[KUTIPAN]
- - -

Jumat, 23 Desember 2011

2012: Banyak Target = Tidak Memiliki Target



Saya adalah anak pertama dari tiga bersaudara. Seperti anak pertama pada umumnya, saya memiliki kebiasaan menuntut diri sendiri. Tuntutan ini pada awalnya berasal dari lingkungan, seperti, anak pertama harus selalu memberikan contoh yang baik bagi adik-adik, mengalah dan menjadi teladan bagi adik, membantu dan mengarahkan adik, membantu menyelesaikan tugas-tugas rumah, dan banyak lagi.

Pada akhirnya tuntutan itu menginternalisasi hingga menjadi tuntutan diri terhadap diri sendiri. Bahwa saya harus begini, saya harus begitu. Lantas, tuntutan terhadap diri itu menjelma menjadi segunung target-target. Lalu berlanjut dengan penyusunan dan penjabaran langkah-langkah pencapaian target.

Gunung target itu sering membuat saya depresi. Ya, saya sering merasa tertekan, bukan karena ujian atau cobaan yang saya alami, akan tetapi lebih disebabkan target-target yang saya buat. Saat membuat target-target tersebut, saya lupa bahwa saya adalah manusia yang pada suatu waktu bisa merasa malas, mengalami emosi yang dapat mengganggu pencapaian target, memiliki fisik yang tidak selalu fit, dan sebagainya. Saya cenderung melihat diri saya sebagai robot yang saat saya tekan sebuah tombol, akan bergerak teratur dan mekanis mengikuti langkah-langkah yang sudah dibuat.

Sebagai contoh (ini hanya contoh lho) saya menargetkan membaca buku empat jam sehari, menulis tiga jam sehari, tilawah sebanyak tiga juz sehari, hafalan quran setengah halaman sehari, bekerja minimal sepuluh jam sehari, menyelesaikan pekerjaan serapi dan sedetil mungkin, dan lain-lain.

Lalu,  ketika dalam sehari saya hanya mampu membaca selama dua jam, hanya sempat menulis selama dua jam, bekerja teng go, hanya tilawah satu juz sehari, saya merasa gagal. Saya frustrasi. Setelah beberapa waktu tak jua dapat mencapai target itu dengan sempurna, akhirnya semua target itu saya lepas sementara untuk menenangkan diri, sebelum mulai membuat gunung target yang lain lagi. Alhasil, lebih banyak perasaan gagal dalam pencapaian target daripada sebaliknya yang saya rasakan, meski sebenarnya apa yang berhasil saya selesaikan pun ngga jelek-jelek amat.

- - -

[BAHAN YANG DISEDIAKAN]
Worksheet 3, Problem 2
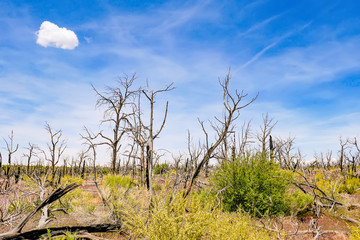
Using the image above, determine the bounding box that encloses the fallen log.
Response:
[0,183,79,239]
[0,224,121,240]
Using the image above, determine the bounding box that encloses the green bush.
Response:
[339,177,360,194]
[213,154,293,217]
[123,192,274,240]
[104,174,135,189]
[154,163,169,174]
[285,189,314,215]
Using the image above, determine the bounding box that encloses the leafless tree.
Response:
[256,113,277,154]
[130,94,148,185]
[80,127,98,182]
[92,74,138,173]
[142,83,175,189]
[339,138,349,173]
[184,71,258,197]
[4,131,19,190]
[238,121,253,155]
[24,143,37,175]
[42,122,66,184]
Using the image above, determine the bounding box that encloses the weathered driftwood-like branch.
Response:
[0,224,121,240]
[0,183,80,236]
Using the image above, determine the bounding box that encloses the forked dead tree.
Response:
[42,122,66,184]
[256,114,277,154]
[23,143,37,175]
[141,83,175,190]
[184,70,258,197]
[92,74,138,173]
[4,131,19,190]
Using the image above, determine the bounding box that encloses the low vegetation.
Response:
[0,73,360,240]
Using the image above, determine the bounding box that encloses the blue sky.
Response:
[0,0,360,162]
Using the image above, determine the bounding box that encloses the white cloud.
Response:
[36,21,79,50]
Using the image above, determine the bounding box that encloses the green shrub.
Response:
[213,154,293,217]
[154,163,169,174]
[104,174,135,189]
[348,225,360,240]
[285,189,314,215]
[339,177,360,194]
[123,192,273,240]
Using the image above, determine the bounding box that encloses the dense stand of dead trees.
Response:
[0,71,360,237]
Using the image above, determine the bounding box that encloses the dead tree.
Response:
[256,113,277,157]
[42,122,66,184]
[4,131,19,190]
[339,138,349,173]
[130,94,148,185]
[92,74,138,173]
[80,127,99,181]
[142,83,175,190]
[184,71,258,197]
[239,121,253,156]
[24,143,37,175]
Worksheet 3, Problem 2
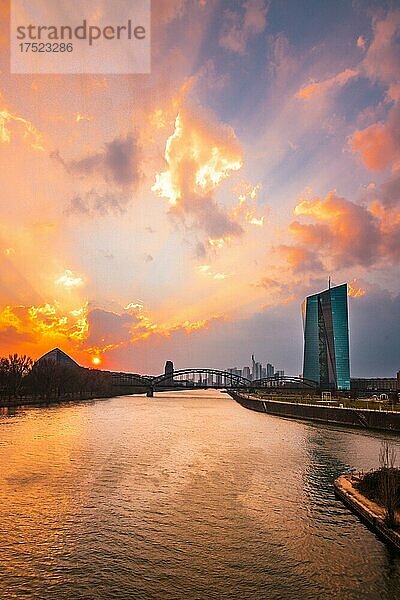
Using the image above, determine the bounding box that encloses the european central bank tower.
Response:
[302,283,350,390]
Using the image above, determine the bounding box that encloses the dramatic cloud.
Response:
[219,0,267,54]
[86,308,139,350]
[67,135,140,187]
[363,9,400,84]
[296,69,359,100]
[350,101,400,171]
[152,109,243,238]
[0,108,44,150]
[55,269,83,288]
[279,192,400,272]
[65,189,131,216]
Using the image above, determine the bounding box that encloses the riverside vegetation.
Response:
[0,354,112,406]
[355,440,400,529]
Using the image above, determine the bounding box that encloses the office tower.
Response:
[302,283,350,390]
[243,367,251,381]
[267,363,275,377]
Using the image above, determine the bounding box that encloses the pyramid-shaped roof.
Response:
[36,348,79,367]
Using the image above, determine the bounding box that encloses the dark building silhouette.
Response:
[35,348,80,368]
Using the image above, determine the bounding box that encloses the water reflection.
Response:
[0,391,400,600]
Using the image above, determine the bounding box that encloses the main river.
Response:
[0,391,400,600]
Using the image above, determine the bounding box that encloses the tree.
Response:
[379,440,397,527]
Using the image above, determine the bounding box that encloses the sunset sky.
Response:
[0,0,400,376]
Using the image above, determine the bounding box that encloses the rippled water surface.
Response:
[0,391,400,600]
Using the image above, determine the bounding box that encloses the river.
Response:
[0,390,400,600]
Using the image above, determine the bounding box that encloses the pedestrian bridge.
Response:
[112,369,318,395]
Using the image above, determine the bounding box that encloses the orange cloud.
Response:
[350,103,400,171]
[363,9,400,84]
[219,0,267,54]
[152,108,243,239]
[347,279,367,298]
[0,108,44,150]
[296,69,359,100]
[279,186,400,273]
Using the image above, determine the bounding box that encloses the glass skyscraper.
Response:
[302,283,350,390]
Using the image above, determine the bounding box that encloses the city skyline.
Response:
[0,0,400,377]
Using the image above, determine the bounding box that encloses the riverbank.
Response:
[229,392,400,433]
[333,473,400,550]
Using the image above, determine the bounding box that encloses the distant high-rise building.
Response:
[242,367,251,381]
[267,363,275,377]
[164,360,174,383]
[302,283,350,390]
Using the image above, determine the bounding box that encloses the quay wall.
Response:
[229,392,400,433]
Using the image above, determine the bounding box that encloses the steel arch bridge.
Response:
[112,368,319,395]
[151,369,252,389]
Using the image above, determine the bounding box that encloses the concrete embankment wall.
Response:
[230,392,400,433]
[333,474,400,550]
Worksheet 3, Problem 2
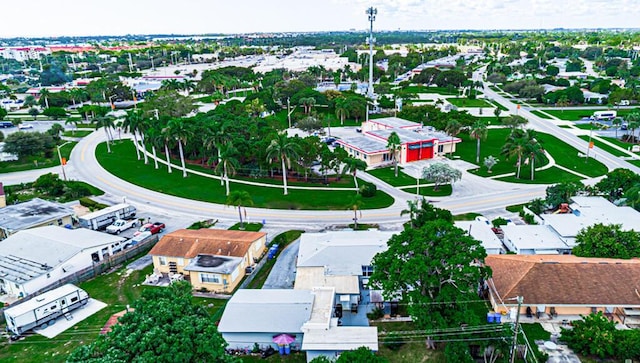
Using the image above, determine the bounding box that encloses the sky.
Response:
[0,0,640,38]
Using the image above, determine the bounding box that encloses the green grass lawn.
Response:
[531,110,552,120]
[96,141,393,210]
[0,252,226,363]
[578,135,629,156]
[62,130,93,137]
[367,166,426,187]
[0,141,77,174]
[447,97,493,107]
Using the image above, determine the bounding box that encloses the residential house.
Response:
[485,255,640,323]
[0,198,74,240]
[453,221,506,255]
[0,226,125,301]
[501,225,571,255]
[149,229,266,293]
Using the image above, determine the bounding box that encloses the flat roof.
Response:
[0,198,73,232]
[502,225,569,250]
[218,289,314,333]
[453,221,504,255]
[0,226,125,284]
[297,231,392,276]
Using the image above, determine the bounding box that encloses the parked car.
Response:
[107,219,138,234]
[133,222,165,236]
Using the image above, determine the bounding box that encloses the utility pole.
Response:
[366,7,378,98]
[510,296,524,363]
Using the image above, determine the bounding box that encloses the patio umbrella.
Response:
[273,334,296,345]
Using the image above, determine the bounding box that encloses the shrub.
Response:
[382,332,405,351]
[360,183,378,198]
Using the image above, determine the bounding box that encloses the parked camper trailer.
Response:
[78,203,137,231]
[4,284,89,335]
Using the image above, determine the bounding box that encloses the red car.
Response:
[133,222,165,236]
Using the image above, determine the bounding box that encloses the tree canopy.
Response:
[67,282,237,363]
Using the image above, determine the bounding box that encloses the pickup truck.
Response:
[107,219,137,234]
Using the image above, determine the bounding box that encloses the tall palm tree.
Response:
[122,109,147,160]
[166,118,192,178]
[267,132,298,195]
[40,88,51,108]
[469,120,489,164]
[387,131,402,178]
[95,116,115,153]
[210,142,238,195]
[444,119,462,157]
[342,158,367,193]
[501,132,527,179]
[225,190,253,229]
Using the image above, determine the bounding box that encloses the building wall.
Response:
[220,331,303,350]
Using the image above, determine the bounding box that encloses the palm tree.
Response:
[267,132,298,195]
[122,109,147,160]
[210,142,238,195]
[166,118,192,178]
[226,190,253,229]
[501,132,527,179]
[444,119,462,157]
[469,120,489,164]
[387,131,402,178]
[349,194,363,231]
[342,158,367,193]
[95,116,115,153]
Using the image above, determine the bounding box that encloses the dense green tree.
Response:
[67,282,238,363]
[370,219,491,329]
[562,311,616,358]
[422,162,462,191]
[572,223,640,259]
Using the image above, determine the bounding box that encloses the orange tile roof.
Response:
[485,255,640,306]
[149,229,266,258]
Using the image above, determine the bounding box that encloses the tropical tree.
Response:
[469,120,489,164]
[216,142,238,195]
[122,109,147,164]
[444,119,462,157]
[267,132,298,195]
[164,118,193,178]
[226,190,253,229]
[422,163,462,191]
[387,131,402,178]
[95,116,115,153]
[483,155,500,173]
[342,158,367,190]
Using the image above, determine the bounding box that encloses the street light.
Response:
[56,141,71,181]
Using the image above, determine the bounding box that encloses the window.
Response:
[362,265,373,276]
[200,272,220,284]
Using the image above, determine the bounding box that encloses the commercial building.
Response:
[338,117,462,167]
[0,198,74,240]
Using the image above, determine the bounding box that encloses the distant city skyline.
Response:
[0,0,640,38]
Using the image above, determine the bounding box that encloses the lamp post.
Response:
[56,141,70,181]
[366,7,378,98]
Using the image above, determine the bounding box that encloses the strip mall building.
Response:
[338,117,462,167]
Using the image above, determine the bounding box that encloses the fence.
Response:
[0,235,158,323]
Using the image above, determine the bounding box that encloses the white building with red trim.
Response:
[337,117,462,167]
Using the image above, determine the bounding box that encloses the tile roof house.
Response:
[485,255,640,321]
[149,229,266,292]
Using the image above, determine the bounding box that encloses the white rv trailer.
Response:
[4,284,89,335]
[78,203,137,231]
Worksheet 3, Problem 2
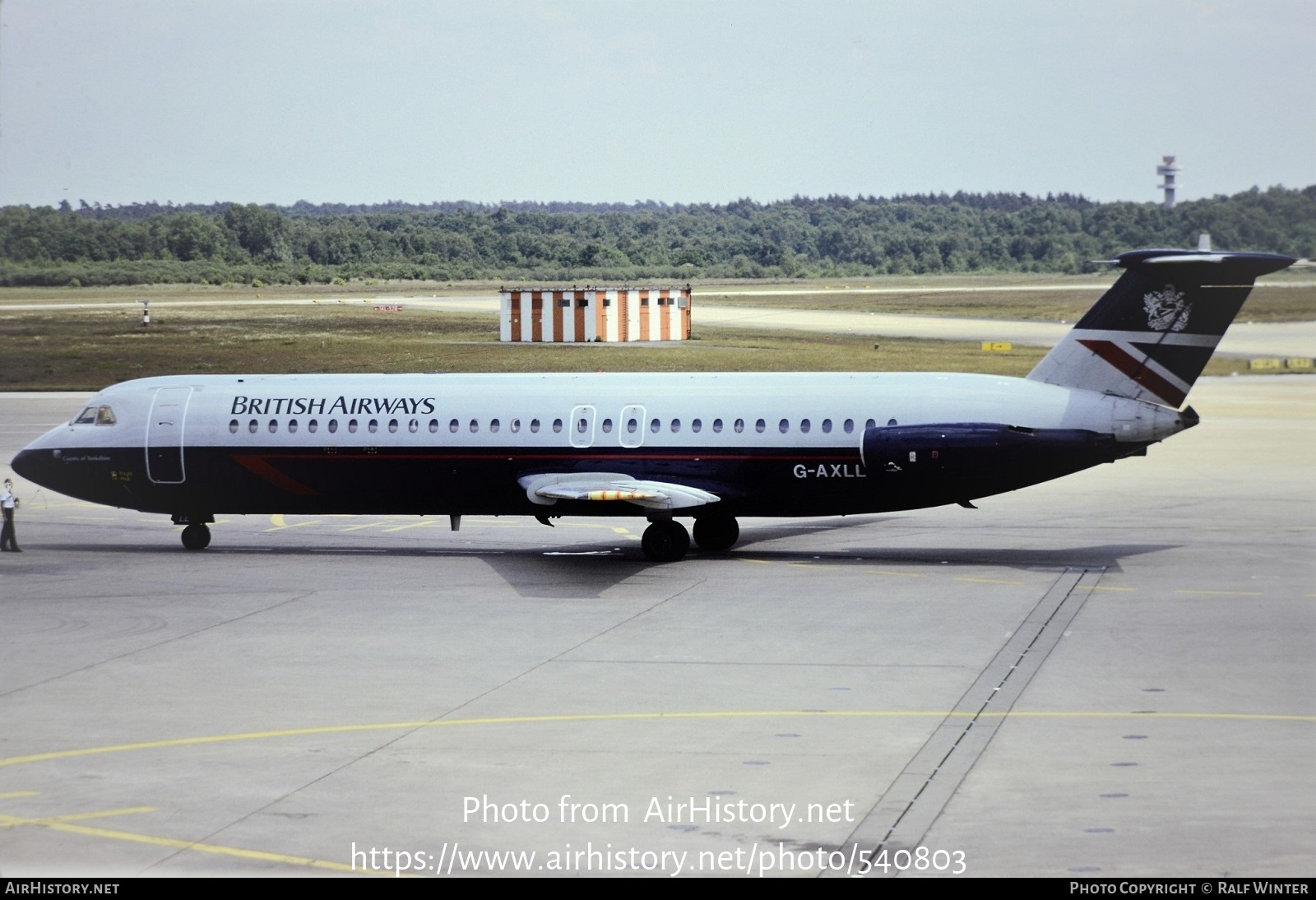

- - -

Jawablah pertanyaan berikut berdasarkan kutipan di atas.
(a) Penulis adalah anak keberapa, dan dari berapa bersaudara?
(b) Dalam contoh yang diberikan, berapa jam sehari target membaca buku?
(c) Berapa juz tilawah yang hanya sempat dilakukan penulis dalam sehari ketika targetnya tidak tercapai?

(a) Anak pertama dari tiga bersaudara.
(b) Empat jam sehari.
(c) Satu juz sehari.